## Problem to solve
The answer should be an exact copy of the lines from the line with "of the hanging" through the last line of the entries, and no other lines.

Extracted data entries
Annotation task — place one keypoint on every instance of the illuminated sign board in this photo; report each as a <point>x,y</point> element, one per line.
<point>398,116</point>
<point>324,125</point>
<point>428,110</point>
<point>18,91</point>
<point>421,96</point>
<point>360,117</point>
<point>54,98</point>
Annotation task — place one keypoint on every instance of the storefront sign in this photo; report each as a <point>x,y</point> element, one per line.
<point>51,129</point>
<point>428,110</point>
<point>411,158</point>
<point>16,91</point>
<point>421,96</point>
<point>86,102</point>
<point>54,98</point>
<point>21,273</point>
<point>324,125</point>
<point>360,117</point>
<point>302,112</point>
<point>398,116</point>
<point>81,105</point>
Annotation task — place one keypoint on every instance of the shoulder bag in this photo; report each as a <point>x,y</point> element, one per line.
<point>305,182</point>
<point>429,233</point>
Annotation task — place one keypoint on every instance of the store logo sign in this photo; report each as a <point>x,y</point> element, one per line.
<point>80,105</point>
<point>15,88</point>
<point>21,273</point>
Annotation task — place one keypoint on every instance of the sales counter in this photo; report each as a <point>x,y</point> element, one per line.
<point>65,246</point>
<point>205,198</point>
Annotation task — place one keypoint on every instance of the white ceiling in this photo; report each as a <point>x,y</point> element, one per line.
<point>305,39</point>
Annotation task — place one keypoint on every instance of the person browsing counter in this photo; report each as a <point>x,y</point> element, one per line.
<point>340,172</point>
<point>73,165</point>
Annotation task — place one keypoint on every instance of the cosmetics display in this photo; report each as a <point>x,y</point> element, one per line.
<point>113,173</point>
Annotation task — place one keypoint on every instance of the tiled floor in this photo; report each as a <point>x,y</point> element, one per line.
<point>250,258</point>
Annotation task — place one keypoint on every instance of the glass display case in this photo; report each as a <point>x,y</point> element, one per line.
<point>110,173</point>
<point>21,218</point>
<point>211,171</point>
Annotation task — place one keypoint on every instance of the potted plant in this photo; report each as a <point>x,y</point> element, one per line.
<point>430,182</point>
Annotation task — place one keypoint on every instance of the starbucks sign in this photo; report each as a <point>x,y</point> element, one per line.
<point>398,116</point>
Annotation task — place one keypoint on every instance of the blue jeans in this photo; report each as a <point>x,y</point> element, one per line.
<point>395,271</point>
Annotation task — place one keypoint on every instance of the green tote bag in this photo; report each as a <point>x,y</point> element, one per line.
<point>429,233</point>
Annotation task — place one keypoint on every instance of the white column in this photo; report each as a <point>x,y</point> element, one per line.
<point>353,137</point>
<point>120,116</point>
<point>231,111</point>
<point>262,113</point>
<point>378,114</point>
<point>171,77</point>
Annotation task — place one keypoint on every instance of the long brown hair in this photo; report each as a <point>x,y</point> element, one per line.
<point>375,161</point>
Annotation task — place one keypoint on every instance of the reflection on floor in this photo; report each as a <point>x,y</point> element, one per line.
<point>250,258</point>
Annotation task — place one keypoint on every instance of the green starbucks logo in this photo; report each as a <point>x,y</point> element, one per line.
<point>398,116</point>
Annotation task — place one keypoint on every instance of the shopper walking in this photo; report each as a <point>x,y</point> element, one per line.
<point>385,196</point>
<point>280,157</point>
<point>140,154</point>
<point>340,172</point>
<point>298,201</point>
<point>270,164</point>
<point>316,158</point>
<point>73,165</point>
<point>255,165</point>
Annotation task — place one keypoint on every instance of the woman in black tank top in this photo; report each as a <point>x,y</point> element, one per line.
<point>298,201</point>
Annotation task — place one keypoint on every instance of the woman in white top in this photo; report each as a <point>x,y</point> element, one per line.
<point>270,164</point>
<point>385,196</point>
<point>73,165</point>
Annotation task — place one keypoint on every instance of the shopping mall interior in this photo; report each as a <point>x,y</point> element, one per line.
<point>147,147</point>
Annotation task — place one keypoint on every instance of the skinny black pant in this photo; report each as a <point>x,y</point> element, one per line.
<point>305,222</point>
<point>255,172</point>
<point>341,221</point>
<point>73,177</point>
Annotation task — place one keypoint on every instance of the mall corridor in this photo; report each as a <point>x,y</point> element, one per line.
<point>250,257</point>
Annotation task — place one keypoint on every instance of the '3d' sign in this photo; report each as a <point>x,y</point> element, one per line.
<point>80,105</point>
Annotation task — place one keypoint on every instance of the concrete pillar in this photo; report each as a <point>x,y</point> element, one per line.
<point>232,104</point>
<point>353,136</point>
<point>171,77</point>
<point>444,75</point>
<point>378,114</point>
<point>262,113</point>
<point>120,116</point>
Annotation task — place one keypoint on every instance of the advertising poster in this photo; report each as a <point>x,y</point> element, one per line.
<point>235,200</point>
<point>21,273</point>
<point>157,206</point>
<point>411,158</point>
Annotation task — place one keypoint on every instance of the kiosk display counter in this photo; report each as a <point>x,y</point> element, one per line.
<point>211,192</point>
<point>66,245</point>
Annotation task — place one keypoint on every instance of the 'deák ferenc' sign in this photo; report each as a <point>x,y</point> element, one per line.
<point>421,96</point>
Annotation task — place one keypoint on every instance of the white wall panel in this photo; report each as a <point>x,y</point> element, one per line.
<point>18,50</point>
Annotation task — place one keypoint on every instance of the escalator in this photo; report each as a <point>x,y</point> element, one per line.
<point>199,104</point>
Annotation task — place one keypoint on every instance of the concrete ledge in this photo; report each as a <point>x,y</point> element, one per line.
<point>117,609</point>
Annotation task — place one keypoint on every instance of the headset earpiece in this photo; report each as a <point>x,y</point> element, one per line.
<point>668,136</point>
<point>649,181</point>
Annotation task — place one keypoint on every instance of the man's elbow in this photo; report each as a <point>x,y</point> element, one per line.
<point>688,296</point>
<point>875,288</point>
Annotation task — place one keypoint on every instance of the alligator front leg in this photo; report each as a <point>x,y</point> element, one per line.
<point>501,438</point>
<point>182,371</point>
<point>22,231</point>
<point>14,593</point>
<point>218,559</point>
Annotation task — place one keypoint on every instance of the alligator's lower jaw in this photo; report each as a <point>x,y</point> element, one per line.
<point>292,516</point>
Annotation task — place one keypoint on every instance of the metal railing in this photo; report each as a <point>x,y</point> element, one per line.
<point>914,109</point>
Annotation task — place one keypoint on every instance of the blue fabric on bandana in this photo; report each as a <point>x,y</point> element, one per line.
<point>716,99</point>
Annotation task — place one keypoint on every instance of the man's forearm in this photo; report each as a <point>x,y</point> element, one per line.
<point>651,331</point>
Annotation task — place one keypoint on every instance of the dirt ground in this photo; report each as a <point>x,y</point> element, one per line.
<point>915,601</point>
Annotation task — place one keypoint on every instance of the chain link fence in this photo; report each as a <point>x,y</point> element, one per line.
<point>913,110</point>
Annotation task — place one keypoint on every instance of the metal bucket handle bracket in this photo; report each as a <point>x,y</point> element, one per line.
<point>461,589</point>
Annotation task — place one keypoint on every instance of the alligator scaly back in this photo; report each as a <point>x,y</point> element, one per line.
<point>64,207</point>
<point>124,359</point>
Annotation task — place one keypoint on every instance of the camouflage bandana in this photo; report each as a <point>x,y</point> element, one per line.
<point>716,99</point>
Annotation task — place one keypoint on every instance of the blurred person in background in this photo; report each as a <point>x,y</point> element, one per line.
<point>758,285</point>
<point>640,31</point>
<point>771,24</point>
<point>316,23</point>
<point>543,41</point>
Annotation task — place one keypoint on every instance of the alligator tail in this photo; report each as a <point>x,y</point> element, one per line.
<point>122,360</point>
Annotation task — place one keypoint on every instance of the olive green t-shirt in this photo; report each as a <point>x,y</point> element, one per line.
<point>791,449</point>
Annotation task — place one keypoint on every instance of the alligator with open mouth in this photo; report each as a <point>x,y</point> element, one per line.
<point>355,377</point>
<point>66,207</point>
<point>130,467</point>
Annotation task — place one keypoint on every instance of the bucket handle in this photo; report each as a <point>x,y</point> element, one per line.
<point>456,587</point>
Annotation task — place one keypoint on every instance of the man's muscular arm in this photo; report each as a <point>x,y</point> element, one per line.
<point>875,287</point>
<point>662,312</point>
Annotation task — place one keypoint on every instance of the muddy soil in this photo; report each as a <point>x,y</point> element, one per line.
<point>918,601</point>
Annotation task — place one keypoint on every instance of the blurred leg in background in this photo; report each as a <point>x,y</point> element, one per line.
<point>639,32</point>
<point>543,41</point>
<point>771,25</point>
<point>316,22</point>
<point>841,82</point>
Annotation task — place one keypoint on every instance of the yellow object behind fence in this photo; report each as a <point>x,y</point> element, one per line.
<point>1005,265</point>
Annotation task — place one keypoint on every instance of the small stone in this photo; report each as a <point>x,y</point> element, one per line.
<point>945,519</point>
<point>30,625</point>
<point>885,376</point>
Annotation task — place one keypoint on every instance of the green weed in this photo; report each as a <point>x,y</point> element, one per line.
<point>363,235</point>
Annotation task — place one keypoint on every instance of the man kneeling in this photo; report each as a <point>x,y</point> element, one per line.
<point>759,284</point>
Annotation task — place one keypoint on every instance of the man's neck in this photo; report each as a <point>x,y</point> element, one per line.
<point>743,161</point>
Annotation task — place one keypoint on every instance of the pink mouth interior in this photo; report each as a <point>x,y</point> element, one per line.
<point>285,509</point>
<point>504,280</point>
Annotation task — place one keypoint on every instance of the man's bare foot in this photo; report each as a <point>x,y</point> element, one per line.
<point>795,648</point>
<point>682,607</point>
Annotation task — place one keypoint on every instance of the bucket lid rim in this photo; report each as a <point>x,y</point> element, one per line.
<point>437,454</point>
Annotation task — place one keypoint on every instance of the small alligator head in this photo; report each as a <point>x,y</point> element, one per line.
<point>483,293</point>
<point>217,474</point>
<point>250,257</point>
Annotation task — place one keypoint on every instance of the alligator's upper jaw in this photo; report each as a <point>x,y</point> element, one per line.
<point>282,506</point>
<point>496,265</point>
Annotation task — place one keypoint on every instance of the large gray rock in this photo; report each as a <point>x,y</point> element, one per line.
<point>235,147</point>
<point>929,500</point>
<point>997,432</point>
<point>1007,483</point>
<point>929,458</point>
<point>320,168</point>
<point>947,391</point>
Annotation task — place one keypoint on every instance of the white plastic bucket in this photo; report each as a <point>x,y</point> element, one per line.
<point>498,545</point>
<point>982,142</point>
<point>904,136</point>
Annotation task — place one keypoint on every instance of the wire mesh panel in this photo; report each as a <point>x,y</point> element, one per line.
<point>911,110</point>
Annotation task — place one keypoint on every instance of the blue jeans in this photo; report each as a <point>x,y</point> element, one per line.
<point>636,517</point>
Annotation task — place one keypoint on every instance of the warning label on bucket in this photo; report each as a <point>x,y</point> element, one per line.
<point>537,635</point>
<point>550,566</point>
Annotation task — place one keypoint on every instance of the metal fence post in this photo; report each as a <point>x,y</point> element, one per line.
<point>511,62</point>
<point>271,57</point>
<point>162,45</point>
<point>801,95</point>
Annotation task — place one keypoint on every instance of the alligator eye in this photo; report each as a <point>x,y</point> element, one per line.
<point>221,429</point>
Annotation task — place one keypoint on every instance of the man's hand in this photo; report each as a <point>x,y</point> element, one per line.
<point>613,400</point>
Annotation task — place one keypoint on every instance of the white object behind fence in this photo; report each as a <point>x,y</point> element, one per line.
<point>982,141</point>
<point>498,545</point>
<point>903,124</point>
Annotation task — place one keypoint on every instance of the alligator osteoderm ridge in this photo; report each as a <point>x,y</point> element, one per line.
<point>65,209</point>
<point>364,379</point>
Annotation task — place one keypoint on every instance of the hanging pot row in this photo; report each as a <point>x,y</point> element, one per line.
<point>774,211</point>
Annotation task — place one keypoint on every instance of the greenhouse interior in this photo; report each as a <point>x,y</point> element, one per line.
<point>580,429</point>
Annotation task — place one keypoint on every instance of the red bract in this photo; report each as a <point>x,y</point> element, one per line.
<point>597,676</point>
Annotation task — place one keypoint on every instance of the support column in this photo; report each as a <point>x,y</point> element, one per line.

## Solution to the problem
Annotation task — place one keypoint on every instance of the hanging pot row in this photo; report each as a <point>x,y</point> element, one per line.
<point>774,211</point>
Annotation task — place one keypoint on every instance of the greenhouse interior in this photo; report each as a <point>x,y</point> element, one per line.
<point>580,429</point>
Annotation task — place one keypoint on every instance of the red bract in this photo; report each as a <point>x,y</point> element, one per line.
<point>597,676</point>
Annotation task — place one keypoint on every instance of the support column in this photo; report each as a <point>x,y</point> element, one per line.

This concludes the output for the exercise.